> [Фрагмент текста]
● ● ● ●
На самом деле, однако, здесь, в этой зощенковской повести, присутствуют все — все до единого — элементы его прежней, как выражается Чуковский, «пряной, узорчатой, причудливо комической речи»:

Подумаешь, великие дела произошли в столь мелком возрасте...

Но раз такой исключительный момент, это допустимо...

Может быть, все остальные поэты бодрыми голосами напевали торжественные гимны природе?..

Нечто декадентское в его лице...

Нет, теперь я добродушно взираю на все, что вокруг меня происходит, — я даже не имею привычки анализировать чужие поступки и не вижу особой радости разбираться в чужих делах...

Все время речь идет о Николае, об отречении, о здоровье того или иного члена царской семьи. О самочувствии супруги. И о всяких придворных делах и поступках...

Она выкормила этого тигра. И теперь на правах матери находится с ним в одной клетке...

Я начинаю понимать, что такое звери. И в чем у них разница с людьми...

Не слишком ли это мелкое объяснение в плане исторических событий?..
● ● ● ●
> [Записанные данные]
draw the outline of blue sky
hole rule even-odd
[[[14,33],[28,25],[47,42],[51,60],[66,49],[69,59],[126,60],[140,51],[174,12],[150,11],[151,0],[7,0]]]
● ● ● ●
> [Набор заданий]
#1 Перепишите дословно часть фрагмента о повести Зощенко, начиная со слов «На самом деле, однако, здесь, в» и далее вплоть до слов «в чужих делах...».
#2 Чьими словами во фрагменте о повести Зощенко охарактеризована прежняя речь писателя?
#3 С какой целью во фрагменте о повести Зощенко после двоеточия приведен ряд цитат? Ответьте в одном–трех предложениях.

> [Ответы к заданиям]
#1
На самом деле, однако, здесь, в этой зощенковской повести, присутствуют все — все до единого — элементы его прежней, как выражается Чуковский, «пряной, узорчатой, причудливо комической речи»:

Подумаешь, великие дела произошли в столь мелком возрасте...

Но раз такой исключительный момент, это допустимо...

Может быть, все остальные поэты бодрыми голосами напевали торжественные гимны природе?..

Нечто декадентское в его лице...

Нет, теперь я добродушно взираю на все, что вокруг меня происходит, — я даже не имею привычки анализировать чужие поступки и не вижу особой радости разбираться в чужих делах...

#2 Словами Чуковского: «пряной, узорчатой, причудливо комической речи».

#3 Цитаты показывают, что в этой повести присутствуют все до единого элементы прежней речи Зощенко. Эту речь Чуковский назвал «пряной, узорчатой, причудливо комической».